Required work » Restate the records below word for word.

Available records »

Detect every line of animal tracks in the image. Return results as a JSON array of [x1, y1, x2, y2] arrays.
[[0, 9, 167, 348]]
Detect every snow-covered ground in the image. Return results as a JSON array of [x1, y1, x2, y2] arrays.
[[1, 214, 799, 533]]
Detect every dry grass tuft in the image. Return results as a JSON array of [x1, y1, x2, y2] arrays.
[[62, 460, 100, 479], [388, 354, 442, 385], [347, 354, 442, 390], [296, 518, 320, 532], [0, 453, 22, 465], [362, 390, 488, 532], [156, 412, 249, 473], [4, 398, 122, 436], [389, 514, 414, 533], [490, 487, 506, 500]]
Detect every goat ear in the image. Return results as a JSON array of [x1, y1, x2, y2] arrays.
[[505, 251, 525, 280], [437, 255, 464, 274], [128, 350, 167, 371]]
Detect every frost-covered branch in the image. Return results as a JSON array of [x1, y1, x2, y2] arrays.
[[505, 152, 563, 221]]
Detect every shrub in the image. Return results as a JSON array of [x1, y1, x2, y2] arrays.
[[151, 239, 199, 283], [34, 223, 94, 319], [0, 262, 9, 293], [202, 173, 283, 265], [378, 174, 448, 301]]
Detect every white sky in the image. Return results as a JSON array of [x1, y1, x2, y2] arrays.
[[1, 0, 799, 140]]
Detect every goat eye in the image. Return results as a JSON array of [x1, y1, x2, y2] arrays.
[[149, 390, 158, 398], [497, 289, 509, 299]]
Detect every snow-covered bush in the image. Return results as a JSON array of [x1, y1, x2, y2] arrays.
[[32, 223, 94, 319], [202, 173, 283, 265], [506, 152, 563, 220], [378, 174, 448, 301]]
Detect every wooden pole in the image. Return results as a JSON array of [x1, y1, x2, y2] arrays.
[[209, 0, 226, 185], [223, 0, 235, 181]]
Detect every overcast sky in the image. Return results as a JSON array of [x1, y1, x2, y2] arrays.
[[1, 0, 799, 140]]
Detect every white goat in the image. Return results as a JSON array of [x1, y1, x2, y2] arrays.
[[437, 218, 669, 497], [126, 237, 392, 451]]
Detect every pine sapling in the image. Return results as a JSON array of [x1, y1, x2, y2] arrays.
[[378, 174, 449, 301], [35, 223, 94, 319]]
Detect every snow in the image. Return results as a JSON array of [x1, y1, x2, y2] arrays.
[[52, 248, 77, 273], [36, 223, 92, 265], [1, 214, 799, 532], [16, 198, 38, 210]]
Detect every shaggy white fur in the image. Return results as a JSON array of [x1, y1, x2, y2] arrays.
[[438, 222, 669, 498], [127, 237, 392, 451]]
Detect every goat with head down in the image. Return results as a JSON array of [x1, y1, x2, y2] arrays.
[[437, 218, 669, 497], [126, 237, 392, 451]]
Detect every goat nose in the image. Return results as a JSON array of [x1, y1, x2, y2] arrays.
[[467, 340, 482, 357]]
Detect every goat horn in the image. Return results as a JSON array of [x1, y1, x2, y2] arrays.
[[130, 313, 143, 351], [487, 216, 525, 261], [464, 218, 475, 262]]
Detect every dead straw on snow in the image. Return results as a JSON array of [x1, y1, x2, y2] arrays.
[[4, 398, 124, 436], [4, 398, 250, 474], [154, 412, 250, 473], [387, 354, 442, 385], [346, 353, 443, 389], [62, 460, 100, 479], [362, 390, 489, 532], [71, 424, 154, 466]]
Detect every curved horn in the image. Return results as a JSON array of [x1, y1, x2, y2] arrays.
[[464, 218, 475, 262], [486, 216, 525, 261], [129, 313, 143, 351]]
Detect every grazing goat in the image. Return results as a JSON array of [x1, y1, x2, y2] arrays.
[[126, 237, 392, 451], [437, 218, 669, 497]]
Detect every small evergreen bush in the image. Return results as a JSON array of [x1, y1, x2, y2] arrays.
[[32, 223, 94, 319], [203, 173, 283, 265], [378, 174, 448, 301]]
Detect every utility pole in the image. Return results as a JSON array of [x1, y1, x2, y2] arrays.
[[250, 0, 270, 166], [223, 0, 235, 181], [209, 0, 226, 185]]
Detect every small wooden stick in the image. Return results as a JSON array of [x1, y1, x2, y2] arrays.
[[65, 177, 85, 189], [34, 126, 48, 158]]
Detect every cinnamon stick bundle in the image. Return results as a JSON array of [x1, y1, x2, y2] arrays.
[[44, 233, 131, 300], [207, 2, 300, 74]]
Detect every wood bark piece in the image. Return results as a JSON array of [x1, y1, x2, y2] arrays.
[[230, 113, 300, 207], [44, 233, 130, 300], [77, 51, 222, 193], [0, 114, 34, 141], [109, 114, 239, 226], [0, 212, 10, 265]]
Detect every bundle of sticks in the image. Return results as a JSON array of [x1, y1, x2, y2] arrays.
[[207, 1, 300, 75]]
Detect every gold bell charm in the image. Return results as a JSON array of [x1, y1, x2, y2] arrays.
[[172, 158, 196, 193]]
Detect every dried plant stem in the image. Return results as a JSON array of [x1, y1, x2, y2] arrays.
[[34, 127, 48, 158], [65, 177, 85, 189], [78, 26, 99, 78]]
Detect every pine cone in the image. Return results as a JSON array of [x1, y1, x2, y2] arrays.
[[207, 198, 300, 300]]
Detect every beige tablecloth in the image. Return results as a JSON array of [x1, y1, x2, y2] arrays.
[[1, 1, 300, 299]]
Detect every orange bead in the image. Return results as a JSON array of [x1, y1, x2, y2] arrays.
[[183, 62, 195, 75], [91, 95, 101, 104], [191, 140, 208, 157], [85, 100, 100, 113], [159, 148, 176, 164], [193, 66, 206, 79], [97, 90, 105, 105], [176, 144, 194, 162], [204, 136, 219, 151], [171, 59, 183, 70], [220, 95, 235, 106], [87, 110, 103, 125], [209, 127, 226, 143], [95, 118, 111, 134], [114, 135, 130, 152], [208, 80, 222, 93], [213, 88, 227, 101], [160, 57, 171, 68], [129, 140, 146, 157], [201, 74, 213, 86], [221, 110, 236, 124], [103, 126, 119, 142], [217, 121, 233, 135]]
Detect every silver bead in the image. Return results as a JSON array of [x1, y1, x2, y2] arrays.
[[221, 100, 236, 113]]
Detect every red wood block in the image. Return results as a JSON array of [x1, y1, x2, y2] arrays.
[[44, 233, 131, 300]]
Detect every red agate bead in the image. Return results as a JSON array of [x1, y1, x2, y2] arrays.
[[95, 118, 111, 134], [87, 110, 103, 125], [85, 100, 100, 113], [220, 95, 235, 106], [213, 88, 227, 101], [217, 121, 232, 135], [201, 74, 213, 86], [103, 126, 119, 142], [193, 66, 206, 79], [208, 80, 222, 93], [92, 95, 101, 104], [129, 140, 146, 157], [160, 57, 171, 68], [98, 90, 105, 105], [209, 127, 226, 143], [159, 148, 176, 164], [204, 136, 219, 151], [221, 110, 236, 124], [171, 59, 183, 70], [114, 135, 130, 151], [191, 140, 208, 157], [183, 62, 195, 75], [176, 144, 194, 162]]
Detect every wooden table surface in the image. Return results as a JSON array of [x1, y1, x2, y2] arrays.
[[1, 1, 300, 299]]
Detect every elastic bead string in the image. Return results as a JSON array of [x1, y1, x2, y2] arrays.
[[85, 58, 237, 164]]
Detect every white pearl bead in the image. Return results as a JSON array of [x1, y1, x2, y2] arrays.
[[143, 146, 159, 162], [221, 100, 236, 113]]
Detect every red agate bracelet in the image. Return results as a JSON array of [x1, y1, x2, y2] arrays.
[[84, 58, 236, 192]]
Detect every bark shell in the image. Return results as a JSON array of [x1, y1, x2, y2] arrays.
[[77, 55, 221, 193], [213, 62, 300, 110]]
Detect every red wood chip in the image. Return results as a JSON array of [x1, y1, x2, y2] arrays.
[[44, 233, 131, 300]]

Solved problem »
Detect every line of animal tracks in the image. Return results as a JSON array of [x1, y1, x2, y2] arrays.
[[0, 9, 167, 348]]
Detect every snow-covered ground in the image. Return results as a JSON array of [x1, y1, x2, y2] arrays.
[[1, 214, 799, 533]]
Detect every dry grass tuft in the image. Return results as a JSON array of [x1, y1, x2, y2] arrays.
[[62, 460, 100, 479], [388, 354, 442, 385], [347, 354, 442, 390], [296, 518, 320, 532], [0, 453, 22, 465], [362, 390, 488, 532], [156, 412, 249, 473], [4, 398, 122, 436], [389, 514, 414, 533], [490, 487, 506, 500]]
Detect every goat ear in the image. Return results as a JSON array of [x1, y1, x2, y2] arrays.
[[505, 251, 525, 280], [437, 255, 464, 274], [128, 350, 167, 371]]
Detect every frost-covered branch in the image. Return results as a JSON array of [x1, y1, x2, y2] arrays.
[[505, 152, 563, 221]]
Detect every shrub in the image. Return results as a JSON array of [x1, y1, x2, y2] arrays.
[[151, 239, 199, 283], [34, 223, 94, 319], [0, 262, 9, 293], [202, 173, 283, 265], [378, 174, 448, 301]]
Detect every white sky in the image. Return results as a JSON array of [x1, y1, x2, y2] arrays.
[[1, 0, 799, 140]]
Detect every goat eye in the image. Return results as a JSON array of [x1, y1, x2, y2] arrays.
[[149, 390, 158, 398], [497, 289, 509, 299]]
Detect every snow-covered bush in the image. Return results as a JSON array of [x1, y1, x2, y2] arrays.
[[32, 223, 94, 319], [202, 173, 283, 265], [506, 152, 563, 220], [378, 174, 448, 301]]
Detect every wooden pole in the image. Return results as a JSON array of [x1, y1, x2, y2] arrays.
[[209, 0, 226, 185], [223, 0, 235, 181]]
Detect every overcast sky in the image. Return results as a JSON array of [x1, y1, x2, y2] arrays.
[[1, 0, 799, 140]]
Detect every white goat in the image. Return results as a JSON array of [x1, y1, x2, y2] arrays.
[[437, 218, 669, 497], [126, 237, 392, 451]]
Detect every pine sapling in the image. Return results as a JSON array of [x1, y1, x2, y2] arrays.
[[378, 174, 449, 301], [35, 223, 94, 319]]
Detect every snow in the image. Return results as a JSON array of [x1, y1, x2, y2] arrays.
[[52, 248, 77, 273], [36, 223, 92, 265], [1, 214, 799, 532], [16, 198, 38, 210]]
Detect every shaggy white fur in the image. Return results as a JSON array of [x1, y1, x2, y2] arrays.
[[438, 222, 669, 498], [127, 237, 392, 451]]
Detect every goat with head down in the image. Return results as a JSON array of [x1, y1, x2, y2] arrays.
[[437, 218, 669, 497], [126, 237, 392, 451]]
Detect every goat nose in the image. Return results as a JSON array of [x1, y1, x2, y2] arrays.
[[467, 340, 482, 357]]
Detect every goat horn in the image. Return results as a JSON array of [x1, y1, x2, y2] arrays.
[[130, 313, 143, 351], [487, 216, 525, 261], [464, 218, 475, 262]]
Detect every dead straw on snow in the image. Return results as a JSON array of [x1, y1, x2, y2] arrays.
[[4, 398, 124, 436], [4, 398, 250, 474], [154, 412, 250, 473], [387, 354, 442, 385], [346, 353, 443, 389], [62, 460, 100, 479], [362, 390, 489, 532], [71, 424, 154, 466]]
Detect every curved horn in the image. Return results as a JSON array of [x1, y1, x2, y2] arrays.
[[464, 218, 475, 262], [486, 216, 525, 261], [129, 313, 143, 351]]
Detect every grazing goat in the image. Return results as a JSON array of [x1, y1, x2, y2] arrays.
[[126, 237, 392, 451], [437, 218, 669, 497]]
Detect every small evergreen bush in the image. Return results as a JSON array of [x1, y1, x2, y2] arrays.
[[32, 223, 94, 319], [203, 173, 283, 265], [378, 174, 448, 301]]
Detect every utility pole in the image. Return results as a JSON array of [x1, y1, x2, y2] arrays.
[[250, 0, 270, 166], [223, 0, 235, 181], [209, 0, 226, 185]]
Detect every small wooden stick in the image. Return results as a JSON array of [x1, y1, x2, y2] arrays.
[[65, 177, 85, 189], [34, 126, 48, 158]]
Detect every cinnamon stick bundle in the image. Return results as a JSON array of [x1, y1, x2, y2] arrays.
[[44, 233, 131, 300], [207, 2, 300, 74]]
Detect every wood bark piece in the image. Return results as a JSON array of [x1, y1, x2, y2] arrays.
[[230, 113, 300, 207], [44, 233, 130, 300], [77, 51, 222, 193], [0, 114, 34, 141], [109, 114, 239, 226], [0, 212, 10, 265]]
Detect every bundle of sticks in the image. Return results as a JSON array of [x1, y1, x2, y2] arrays.
[[207, 1, 300, 75]]
Detect every gold bell charm in the image. Return results as a JSON array of [x1, y1, x2, y2] arrays.
[[172, 158, 196, 193]]
Detect every dried plant stem in the image. Return results as a JSON array of [x1, y1, x2, y2] arrays.
[[34, 127, 48, 158], [65, 177, 85, 189], [78, 26, 99, 78]]
Detect every pine cone in the image. Return results as a JSON array of [x1, y1, x2, y2] arrays.
[[207, 198, 300, 300]]
Detect every beige tablecloth in the image. Return results as a JSON array of [x1, y1, x2, y2] arrays.
[[1, 1, 300, 299]]
Detect every orange bead in the image. Return results as a JSON array of [x1, y1, x2, y2] arrays.
[[183, 62, 195, 75], [91, 95, 101, 104], [191, 140, 208, 157], [85, 100, 100, 113], [159, 148, 176, 164], [193, 66, 206, 79], [97, 90, 105, 105], [176, 144, 194, 162], [204, 136, 219, 151], [171, 59, 183, 70], [220, 95, 235, 106], [87, 110, 103, 125], [209, 127, 226, 143], [95, 118, 111, 134], [114, 135, 130, 152], [208, 80, 222, 93], [213, 88, 227, 101], [160, 57, 171, 68], [129, 140, 146, 157], [201, 74, 213, 86], [221, 110, 236, 124], [103, 126, 119, 142], [217, 121, 233, 135]]
Detect every silver bead in the image. Return results as a JSON array of [x1, y1, x2, y2] arrays.
[[221, 100, 236, 113]]
Detect every red wood block in the image. Return results as a JSON array of [x1, y1, x2, y2] arrays.
[[44, 233, 131, 300]]
Detect every red agate bead in the image. Return results as a JSON array of [x1, y1, x2, y2] arrays.
[[95, 118, 111, 134], [87, 110, 103, 125], [85, 100, 100, 113], [220, 95, 235, 106], [213, 88, 227, 101], [217, 121, 232, 135], [201, 74, 213, 86], [103, 126, 119, 142], [193, 66, 206, 79], [208, 80, 222, 93], [92, 95, 101, 104], [129, 140, 146, 157], [160, 57, 171, 68], [98, 90, 105, 105], [209, 127, 226, 143], [159, 148, 176, 164], [204, 136, 219, 151], [221, 110, 236, 124], [171, 59, 183, 70], [114, 135, 130, 151], [191, 140, 208, 157], [183, 62, 195, 75], [176, 144, 194, 162]]
Detect every wooden table surface in the image. Return results as a JSON array of [x1, y1, x2, y2] arrays.
[[1, 1, 300, 299]]
Detect every elastic bead string in the image. Return results as a JSON array of [x1, y1, x2, y2] arrays.
[[85, 58, 237, 164]]
Detect every white pearl bead in the image. Return results as a JSON array of [x1, y1, x2, y2] arrays.
[[143, 146, 159, 162], [221, 100, 236, 113]]
Detect every red agate bracelet in the image. Return results as a JSON array of [x1, y1, x2, y2] arrays.
[[84, 58, 236, 192]]
Detect every bark shell in the image. Return results as a JSON array of [x1, y1, x2, y2] arrays.
[[77, 55, 221, 193], [213, 62, 300, 110]]
Detect every red wood chip in the image. Return results as a JSON array of [x1, y1, x2, y2] arrays.
[[44, 233, 131, 300]]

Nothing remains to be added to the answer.